Given problem:
Repeat every record below exactly as written.

####

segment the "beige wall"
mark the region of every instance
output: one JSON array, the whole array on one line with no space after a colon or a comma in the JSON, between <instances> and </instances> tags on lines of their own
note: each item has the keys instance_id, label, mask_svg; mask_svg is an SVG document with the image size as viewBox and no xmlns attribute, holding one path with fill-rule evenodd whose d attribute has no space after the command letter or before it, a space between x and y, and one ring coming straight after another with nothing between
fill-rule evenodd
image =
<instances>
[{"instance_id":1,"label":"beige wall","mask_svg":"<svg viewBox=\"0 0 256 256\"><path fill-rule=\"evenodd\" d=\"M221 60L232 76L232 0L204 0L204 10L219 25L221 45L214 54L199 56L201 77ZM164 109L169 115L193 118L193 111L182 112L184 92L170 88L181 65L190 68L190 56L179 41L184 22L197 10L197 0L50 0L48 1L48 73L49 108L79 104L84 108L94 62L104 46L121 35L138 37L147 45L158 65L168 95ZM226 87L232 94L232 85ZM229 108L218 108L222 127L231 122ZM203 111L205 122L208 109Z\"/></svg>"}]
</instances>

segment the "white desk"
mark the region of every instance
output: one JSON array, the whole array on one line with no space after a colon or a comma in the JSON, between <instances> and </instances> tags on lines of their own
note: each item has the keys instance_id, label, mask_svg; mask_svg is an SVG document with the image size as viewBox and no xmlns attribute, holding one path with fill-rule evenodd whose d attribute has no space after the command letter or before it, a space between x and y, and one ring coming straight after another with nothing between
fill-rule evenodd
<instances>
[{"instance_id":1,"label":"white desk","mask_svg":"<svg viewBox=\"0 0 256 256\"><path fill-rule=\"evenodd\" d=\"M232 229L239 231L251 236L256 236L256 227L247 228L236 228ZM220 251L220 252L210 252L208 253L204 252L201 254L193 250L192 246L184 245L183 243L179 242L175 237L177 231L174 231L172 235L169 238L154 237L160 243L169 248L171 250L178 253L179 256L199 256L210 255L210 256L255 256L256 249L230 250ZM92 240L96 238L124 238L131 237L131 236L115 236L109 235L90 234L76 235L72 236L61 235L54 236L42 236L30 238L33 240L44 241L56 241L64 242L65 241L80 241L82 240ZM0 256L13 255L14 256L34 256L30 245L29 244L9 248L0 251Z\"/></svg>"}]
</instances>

####

Task response:
segment the "beige wall"
mark the region of every instance
output: one JSON array, the whole array on one line with no space after a colon or a comma in the JSON, between <instances> and </instances> tags on lines of their own
note: each item has the keys instance_id, label, mask_svg; mask_svg is an SVG document with the image size as viewBox and no xmlns attribute, holding one path with fill-rule evenodd whose d attribute has no space after the command letter or before it, a space between x and y, and one ring coming straight after another with nothing between
fill-rule evenodd
image =
<instances>
[{"instance_id":1,"label":"beige wall","mask_svg":"<svg viewBox=\"0 0 256 256\"><path fill-rule=\"evenodd\" d=\"M221 60L232 76L232 0L204 0L204 10L219 25L221 45L214 54L199 56L201 77ZM164 109L169 115L193 118L193 111L182 112L184 92L170 88L181 65L190 68L190 56L179 41L184 22L197 10L197 0L50 0L48 1L48 73L49 108L79 104L84 108L94 62L104 46L121 35L138 37L147 45L158 65L168 95ZM226 87L232 94L232 85ZM229 108L218 108L222 127L231 122ZM203 111L205 122L208 109Z\"/></svg>"}]
</instances>

segment the "white desk"
mark the region of every instance
output: one JSON array, the whole array on one line with no space after a colon or a comma in the JSON, between <instances> and </instances> tags on lines of their own
note: each item has the keys instance_id, label, mask_svg; mask_svg is an SVG document with the image size as viewBox and no xmlns attribute, holding one path with fill-rule evenodd whose d attribute has no space after the command letter or before it, a space between x and y, and one ring coming straight after another with nothing between
fill-rule evenodd
<instances>
[{"instance_id":1,"label":"white desk","mask_svg":"<svg viewBox=\"0 0 256 256\"><path fill-rule=\"evenodd\" d=\"M232 229L239 231L251 236L256 236L256 227L247 228L236 228ZM220 251L220 252L210 252L208 253L204 252L201 254L193 250L192 246L184 245L183 243L179 242L175 237L177 231L174 231L172 235L169 238L154 237L160 243L169 248L171 250L178 253L179 256L199 256L210 255L210 256L255 256L256 249L230 250ZM92 240L96 238L124 238L131 237L131 236L115 236L109 235L90 234L76 235L72 236L61 235L54 236L42 236L30 238L33 240L44 241L56 241L64 242L65 241L80 241L82 240ZM0 256L13 255L14 256L34 256L30 245L29 244L9 248L0 251Z\"/></svg>"}]
</instances>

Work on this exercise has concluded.